Another aspect of the invention provides for methods of applying materials to substrates. In a highly preferred embodiment, the active material suspension may be applied to the substrate surface by spraying, preferably by air spraying, airless spraying, or, electrostatic spraying. In some embodiments, the active material suspension may be applied to the substrate surface by electrokinetic deposition, preferably by electrophoretic deposition. In some embodiments, material application is done by slurry coating, preferably by slot-die or gravure coating. In some embodiments, the substrate moves past an active material suspension applicator during the applying step. Preferably, the substrate is unwound from a reel prior to the applying step and, the substrate is rewound subsequent to the applying step.
In some embodiments, the invention provides for an electrode comprising a substrate having a surface and being ion permeable and electrically insulating. In some embodiments, an electrode may comprise an active material layer having first and second active material layer surfaces, the first active material layer surface being bonded to the substrate surface, the active material layer comprising: active material particles capable of reversibly lithiating and de-lithiating; conductive particles capable of conducting electrons; and, binder polymer; a conductive layer upon the active material layer, wherein the conductive layer is in electrical communication with the coating layer. In some embodiments, the conductive particles comprise carbon nanotubes, preferably multi-walled carbon nanotubes.

Information supplied:

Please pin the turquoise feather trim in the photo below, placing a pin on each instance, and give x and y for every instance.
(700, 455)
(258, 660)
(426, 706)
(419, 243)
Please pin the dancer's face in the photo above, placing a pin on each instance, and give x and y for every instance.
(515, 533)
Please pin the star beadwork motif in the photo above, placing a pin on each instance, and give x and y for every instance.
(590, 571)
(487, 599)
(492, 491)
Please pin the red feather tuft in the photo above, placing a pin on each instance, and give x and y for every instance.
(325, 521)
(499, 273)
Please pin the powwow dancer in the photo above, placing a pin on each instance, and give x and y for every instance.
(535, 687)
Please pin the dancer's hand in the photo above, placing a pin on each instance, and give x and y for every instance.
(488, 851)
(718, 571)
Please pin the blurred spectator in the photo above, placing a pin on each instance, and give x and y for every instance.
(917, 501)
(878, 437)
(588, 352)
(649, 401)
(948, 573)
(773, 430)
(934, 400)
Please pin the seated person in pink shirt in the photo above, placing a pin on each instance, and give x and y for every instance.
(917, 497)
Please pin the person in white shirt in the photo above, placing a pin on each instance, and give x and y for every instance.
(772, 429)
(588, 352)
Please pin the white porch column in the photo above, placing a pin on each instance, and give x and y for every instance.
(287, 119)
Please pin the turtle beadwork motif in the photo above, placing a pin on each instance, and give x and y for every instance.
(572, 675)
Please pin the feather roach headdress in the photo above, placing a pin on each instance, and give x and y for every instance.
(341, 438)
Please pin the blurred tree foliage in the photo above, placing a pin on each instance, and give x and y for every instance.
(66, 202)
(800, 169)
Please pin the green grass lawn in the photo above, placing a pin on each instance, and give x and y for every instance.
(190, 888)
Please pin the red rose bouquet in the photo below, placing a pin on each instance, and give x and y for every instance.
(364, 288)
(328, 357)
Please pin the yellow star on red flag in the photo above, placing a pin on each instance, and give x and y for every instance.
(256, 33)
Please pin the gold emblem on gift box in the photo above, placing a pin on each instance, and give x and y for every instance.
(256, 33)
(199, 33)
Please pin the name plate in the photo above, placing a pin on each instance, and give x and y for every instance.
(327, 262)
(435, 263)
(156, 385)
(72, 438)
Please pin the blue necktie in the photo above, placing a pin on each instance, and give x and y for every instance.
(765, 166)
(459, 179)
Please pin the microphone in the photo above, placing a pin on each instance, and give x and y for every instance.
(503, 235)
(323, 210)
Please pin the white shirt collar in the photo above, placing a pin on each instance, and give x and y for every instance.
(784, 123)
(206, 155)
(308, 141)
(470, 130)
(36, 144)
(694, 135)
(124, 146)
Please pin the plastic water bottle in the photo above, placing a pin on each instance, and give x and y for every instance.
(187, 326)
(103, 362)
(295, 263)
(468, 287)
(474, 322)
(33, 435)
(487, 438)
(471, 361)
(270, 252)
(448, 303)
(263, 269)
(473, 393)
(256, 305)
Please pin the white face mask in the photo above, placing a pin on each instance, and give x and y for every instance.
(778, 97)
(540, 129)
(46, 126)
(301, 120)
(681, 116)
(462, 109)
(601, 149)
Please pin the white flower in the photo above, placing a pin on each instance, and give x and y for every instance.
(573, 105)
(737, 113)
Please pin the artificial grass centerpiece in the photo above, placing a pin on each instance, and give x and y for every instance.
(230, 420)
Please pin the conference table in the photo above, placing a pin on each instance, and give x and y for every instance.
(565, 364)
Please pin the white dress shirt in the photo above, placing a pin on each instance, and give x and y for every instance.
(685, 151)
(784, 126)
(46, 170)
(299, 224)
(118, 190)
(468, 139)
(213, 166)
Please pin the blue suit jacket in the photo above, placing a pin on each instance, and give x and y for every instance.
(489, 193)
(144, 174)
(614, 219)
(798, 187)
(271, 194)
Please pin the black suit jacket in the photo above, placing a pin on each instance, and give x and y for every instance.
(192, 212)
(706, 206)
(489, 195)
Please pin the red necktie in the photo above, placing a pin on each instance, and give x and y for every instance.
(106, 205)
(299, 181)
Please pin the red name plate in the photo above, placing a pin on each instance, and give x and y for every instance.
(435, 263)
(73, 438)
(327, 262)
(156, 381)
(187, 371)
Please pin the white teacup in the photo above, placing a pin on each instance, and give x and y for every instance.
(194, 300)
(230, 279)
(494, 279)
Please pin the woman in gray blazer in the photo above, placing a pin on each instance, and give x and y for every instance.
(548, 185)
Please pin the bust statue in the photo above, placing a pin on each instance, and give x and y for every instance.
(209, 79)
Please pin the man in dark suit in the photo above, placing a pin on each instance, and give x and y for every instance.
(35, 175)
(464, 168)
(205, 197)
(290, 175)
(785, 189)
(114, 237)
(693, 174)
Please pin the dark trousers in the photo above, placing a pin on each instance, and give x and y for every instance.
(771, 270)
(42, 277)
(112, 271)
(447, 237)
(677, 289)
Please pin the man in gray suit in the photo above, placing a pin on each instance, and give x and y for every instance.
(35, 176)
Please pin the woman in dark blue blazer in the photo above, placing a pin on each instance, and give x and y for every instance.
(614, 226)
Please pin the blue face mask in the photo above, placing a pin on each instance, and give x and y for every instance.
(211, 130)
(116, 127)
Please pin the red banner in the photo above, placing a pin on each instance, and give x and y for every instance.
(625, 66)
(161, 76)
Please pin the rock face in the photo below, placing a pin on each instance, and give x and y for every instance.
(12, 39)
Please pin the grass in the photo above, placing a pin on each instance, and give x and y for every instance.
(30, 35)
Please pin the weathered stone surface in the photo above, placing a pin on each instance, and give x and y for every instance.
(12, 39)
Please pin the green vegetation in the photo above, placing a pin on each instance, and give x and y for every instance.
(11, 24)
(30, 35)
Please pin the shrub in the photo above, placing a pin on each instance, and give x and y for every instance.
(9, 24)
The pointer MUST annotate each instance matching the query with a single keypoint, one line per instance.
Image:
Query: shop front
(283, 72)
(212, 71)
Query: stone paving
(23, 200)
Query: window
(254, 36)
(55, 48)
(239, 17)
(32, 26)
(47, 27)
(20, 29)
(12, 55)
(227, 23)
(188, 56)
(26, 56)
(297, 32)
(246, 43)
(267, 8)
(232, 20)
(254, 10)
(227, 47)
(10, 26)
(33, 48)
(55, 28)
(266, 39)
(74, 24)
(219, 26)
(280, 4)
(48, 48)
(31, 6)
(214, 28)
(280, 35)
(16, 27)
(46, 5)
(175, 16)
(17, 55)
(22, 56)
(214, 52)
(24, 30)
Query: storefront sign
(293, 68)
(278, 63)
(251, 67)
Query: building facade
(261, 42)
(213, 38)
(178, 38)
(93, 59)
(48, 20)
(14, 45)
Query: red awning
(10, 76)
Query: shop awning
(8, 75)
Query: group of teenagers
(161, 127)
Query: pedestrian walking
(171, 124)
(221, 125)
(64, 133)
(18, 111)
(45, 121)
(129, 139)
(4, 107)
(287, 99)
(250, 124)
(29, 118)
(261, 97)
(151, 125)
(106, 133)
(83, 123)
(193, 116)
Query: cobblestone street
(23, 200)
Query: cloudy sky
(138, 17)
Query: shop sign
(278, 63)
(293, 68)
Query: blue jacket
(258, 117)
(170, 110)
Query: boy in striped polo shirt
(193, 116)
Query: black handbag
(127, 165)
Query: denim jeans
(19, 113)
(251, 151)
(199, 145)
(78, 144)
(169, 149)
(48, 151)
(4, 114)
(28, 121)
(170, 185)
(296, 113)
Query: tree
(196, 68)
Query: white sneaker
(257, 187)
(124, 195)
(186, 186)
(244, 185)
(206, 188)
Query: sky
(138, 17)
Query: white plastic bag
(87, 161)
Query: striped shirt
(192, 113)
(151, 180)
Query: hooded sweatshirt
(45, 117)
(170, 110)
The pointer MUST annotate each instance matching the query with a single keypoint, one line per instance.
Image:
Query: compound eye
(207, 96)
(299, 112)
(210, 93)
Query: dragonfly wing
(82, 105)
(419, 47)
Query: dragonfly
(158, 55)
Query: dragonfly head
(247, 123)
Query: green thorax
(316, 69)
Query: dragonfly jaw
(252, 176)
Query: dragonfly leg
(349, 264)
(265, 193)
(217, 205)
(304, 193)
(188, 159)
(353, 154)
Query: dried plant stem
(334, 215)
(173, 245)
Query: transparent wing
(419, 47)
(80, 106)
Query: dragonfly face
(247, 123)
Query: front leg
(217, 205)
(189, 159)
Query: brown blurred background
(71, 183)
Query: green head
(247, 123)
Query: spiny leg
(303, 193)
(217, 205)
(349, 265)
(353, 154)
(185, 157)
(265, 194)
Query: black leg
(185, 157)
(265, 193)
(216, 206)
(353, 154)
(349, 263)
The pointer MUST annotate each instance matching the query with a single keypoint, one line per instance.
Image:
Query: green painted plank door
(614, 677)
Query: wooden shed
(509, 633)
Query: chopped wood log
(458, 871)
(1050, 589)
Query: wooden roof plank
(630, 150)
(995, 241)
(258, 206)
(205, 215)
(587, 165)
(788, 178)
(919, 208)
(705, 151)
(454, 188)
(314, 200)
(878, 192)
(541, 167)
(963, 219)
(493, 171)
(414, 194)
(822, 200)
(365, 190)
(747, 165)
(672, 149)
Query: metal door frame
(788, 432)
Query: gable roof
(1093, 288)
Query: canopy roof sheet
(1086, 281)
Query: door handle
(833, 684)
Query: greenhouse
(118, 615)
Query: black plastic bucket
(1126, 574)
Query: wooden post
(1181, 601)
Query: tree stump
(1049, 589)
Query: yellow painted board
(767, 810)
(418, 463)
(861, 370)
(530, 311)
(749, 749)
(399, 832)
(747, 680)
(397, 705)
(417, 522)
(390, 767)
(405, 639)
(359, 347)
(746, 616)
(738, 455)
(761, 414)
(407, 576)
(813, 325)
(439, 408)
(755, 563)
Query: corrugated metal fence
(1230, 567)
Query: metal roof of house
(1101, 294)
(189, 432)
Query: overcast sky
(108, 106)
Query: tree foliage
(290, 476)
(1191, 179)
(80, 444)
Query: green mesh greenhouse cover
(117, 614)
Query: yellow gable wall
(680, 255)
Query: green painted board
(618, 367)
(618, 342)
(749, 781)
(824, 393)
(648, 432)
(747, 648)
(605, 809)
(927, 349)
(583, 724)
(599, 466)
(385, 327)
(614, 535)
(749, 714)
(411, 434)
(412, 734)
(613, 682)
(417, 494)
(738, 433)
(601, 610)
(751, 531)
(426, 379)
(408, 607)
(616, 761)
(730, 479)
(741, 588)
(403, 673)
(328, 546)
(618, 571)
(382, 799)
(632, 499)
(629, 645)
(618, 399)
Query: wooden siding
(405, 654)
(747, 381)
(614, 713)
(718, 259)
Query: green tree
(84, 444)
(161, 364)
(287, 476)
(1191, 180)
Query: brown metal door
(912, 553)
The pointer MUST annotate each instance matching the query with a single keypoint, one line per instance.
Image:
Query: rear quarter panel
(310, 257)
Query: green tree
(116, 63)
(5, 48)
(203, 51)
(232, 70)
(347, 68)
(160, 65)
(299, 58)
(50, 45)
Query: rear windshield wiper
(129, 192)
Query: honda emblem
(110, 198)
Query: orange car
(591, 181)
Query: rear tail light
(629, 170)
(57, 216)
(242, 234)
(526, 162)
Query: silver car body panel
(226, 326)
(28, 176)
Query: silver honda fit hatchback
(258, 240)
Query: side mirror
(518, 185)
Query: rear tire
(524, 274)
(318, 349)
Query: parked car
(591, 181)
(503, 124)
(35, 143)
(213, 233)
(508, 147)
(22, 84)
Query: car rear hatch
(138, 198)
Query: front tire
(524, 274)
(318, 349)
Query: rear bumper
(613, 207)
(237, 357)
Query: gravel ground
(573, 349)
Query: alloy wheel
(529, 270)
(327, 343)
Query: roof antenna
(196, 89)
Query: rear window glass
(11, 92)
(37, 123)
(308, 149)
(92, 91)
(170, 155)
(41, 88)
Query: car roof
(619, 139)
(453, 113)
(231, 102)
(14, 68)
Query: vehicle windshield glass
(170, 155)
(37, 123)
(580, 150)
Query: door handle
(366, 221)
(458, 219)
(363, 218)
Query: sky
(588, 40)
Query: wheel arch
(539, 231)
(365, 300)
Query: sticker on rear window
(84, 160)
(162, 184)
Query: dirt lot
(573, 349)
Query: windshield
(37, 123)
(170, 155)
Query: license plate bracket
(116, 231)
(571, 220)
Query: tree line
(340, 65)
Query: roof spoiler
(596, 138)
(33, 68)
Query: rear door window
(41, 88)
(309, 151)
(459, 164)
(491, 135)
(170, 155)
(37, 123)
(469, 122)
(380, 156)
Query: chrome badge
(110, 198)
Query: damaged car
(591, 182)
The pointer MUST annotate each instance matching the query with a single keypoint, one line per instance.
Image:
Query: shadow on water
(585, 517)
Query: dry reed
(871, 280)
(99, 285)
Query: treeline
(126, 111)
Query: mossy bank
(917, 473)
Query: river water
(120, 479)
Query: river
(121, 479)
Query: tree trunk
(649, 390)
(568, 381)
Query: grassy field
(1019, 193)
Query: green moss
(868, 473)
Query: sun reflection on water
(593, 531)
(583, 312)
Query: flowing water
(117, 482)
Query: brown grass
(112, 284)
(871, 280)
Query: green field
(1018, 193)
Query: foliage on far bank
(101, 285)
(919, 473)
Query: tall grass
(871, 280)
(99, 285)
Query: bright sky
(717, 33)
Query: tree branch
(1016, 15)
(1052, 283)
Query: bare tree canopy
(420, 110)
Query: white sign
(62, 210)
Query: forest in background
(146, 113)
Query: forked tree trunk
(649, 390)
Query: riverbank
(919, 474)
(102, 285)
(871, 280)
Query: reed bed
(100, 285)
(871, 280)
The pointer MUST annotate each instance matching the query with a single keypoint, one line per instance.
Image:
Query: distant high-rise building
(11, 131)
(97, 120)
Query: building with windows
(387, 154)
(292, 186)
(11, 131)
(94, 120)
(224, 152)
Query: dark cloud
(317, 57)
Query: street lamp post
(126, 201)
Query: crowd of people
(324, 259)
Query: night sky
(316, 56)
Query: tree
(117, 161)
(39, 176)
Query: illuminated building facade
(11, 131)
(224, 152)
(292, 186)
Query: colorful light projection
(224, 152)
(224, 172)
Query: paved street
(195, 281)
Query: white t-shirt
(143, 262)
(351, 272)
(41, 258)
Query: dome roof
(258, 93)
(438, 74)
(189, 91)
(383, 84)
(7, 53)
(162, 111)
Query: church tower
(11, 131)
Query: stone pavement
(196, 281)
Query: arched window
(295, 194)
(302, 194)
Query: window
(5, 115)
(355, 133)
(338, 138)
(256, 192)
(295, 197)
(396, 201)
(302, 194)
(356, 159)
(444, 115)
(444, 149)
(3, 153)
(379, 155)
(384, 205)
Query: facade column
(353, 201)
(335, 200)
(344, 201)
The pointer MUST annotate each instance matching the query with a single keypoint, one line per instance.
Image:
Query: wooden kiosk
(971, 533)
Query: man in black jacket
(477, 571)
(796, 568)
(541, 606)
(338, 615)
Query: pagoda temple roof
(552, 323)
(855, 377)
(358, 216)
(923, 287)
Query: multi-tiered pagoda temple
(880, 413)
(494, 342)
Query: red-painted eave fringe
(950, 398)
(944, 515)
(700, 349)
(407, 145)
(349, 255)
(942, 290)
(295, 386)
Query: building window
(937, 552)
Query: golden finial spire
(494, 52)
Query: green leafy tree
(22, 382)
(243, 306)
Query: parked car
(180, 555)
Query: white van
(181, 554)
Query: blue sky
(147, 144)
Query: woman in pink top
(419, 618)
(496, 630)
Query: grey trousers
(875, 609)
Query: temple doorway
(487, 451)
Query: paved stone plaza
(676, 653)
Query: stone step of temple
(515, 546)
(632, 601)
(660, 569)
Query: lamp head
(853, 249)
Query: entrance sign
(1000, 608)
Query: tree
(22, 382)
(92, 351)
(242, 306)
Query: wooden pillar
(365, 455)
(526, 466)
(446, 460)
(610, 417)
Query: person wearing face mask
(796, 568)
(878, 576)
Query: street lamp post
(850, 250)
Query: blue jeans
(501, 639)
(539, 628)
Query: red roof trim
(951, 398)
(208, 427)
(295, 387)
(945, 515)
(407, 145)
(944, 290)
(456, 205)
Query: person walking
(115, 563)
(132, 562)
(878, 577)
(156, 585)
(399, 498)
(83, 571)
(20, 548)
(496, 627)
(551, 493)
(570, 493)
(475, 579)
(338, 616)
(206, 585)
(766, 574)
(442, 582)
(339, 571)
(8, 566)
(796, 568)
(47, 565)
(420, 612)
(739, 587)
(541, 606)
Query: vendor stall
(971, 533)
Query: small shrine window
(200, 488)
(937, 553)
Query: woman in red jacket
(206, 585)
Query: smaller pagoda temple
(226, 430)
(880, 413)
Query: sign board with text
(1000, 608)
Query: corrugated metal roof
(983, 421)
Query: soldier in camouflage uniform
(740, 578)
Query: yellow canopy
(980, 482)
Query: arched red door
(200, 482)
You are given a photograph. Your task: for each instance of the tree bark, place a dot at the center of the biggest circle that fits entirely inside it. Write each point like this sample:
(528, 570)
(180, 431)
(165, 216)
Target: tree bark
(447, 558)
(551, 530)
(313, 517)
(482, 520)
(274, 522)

Exercise: From the text about coating substrates and building electrodes, list every kind of spraying it names for applying the active material suspension.

Response: Air spraying, airless spraying, electrostatic spraying